▶ _TEXT BLOCK_:
Africa

Witnesses Say Airstrike In Ethiopia's Tigray Kills Dozens

Health workers say soldiers blocked medical teams from traveling to the scene.

Witnesses Say Airstrike In Ethiopia's Tigray Kills Dozens
AP
SMS

An airstrike hit a busy market in Ethiopia’s northern Tigray village of Togoga on Tuesday, according to health workers who said soldiers blocked medical teams from traveling to the scene. Dozens of people were killed, they and a former resident said, citing witnesses.

Two doctors and a nurse in Tigray's regional capital, Mekele, told The Associated Press they were unable to confirm how many people were killed, but one doctor said health workers at the scene reported "more than 80 civilian deaths." The health workers spoke on condition of anonymity for fear of retaliation.

The alleged airstrike comes amid some of the fiercest fighting in the Tigray region since the conflict began in November as Ethiopian forces supported by those from neighboring Eritrea pursue Tigray's former leaders. A military spokesman and the spokeswoman for Ethiopia’s prime minister did not immediately respond to a request for comment.

Wounded patients being treated at Mekele's Ayder hospital told health workers that a plane dropped a bomb on Togoga's marketplace. The six patients included a two-year-old child with "abdominal trauma” and a six-year-old, the nurse said. An ambulance carrying a wounded baby to Mekele, almost 37 miles away by road, was blocked for two hours and the baby died on the way, the nurse added.

▶ _WHAT NEEDS TO BE DONE_: In the article on the Tigray airstrike, how far is Mekele from Togoga by road?

▶ _SOURCE MATERIAL_:

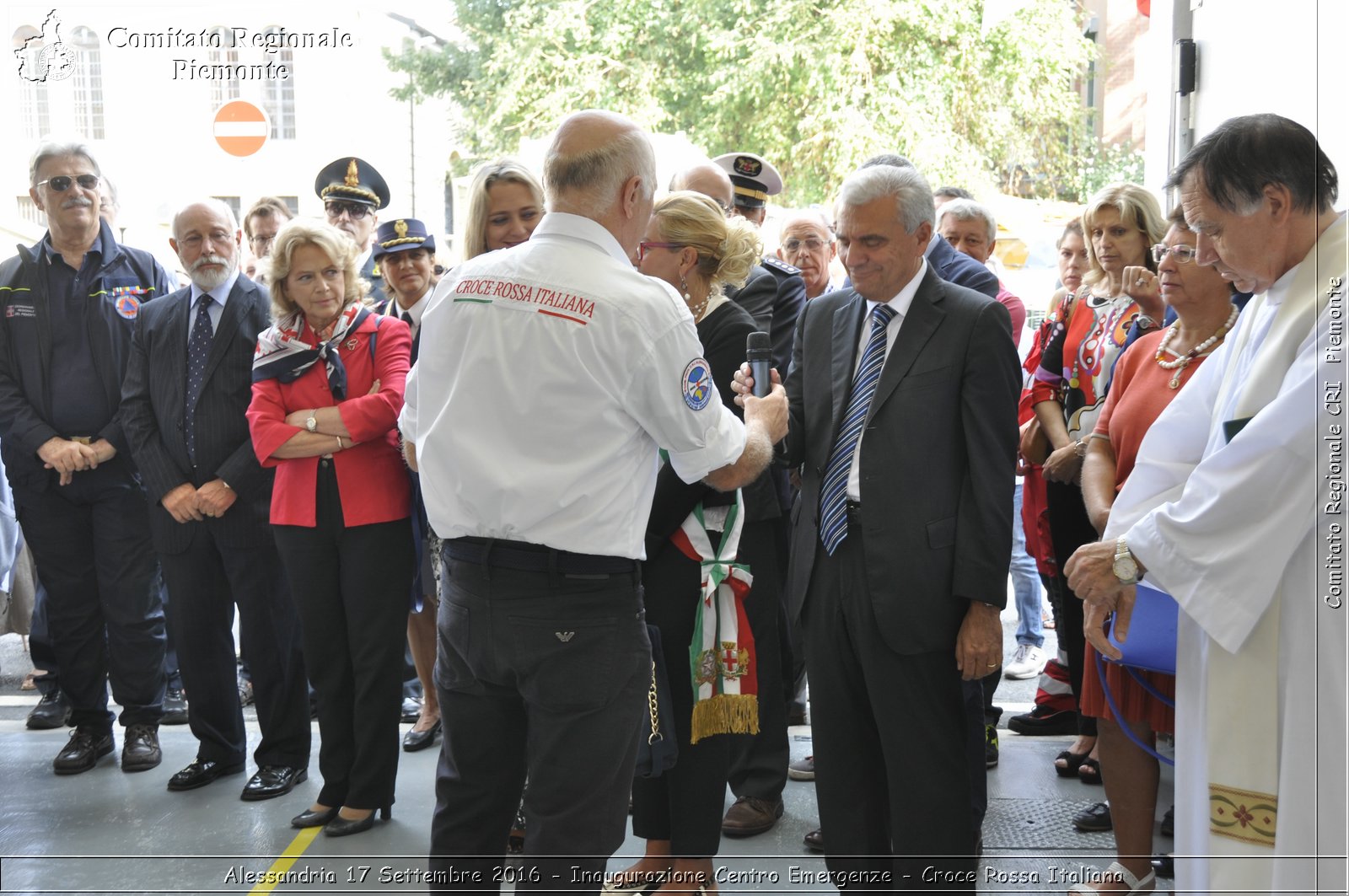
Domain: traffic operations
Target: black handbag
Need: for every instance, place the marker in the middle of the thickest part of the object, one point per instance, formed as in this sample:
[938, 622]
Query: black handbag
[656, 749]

---

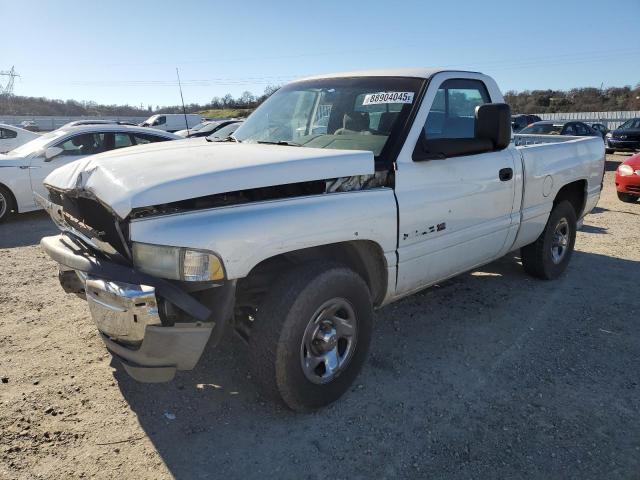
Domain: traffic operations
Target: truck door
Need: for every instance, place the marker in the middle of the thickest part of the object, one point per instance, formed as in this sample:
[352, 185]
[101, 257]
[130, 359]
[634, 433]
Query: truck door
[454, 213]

* * *

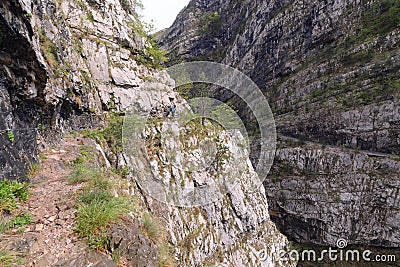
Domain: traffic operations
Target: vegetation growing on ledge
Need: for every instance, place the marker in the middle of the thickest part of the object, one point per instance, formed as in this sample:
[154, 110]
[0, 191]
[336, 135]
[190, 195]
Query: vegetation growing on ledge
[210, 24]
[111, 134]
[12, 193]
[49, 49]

▶ _YOUR RESPONSE_: Almost 37 miles.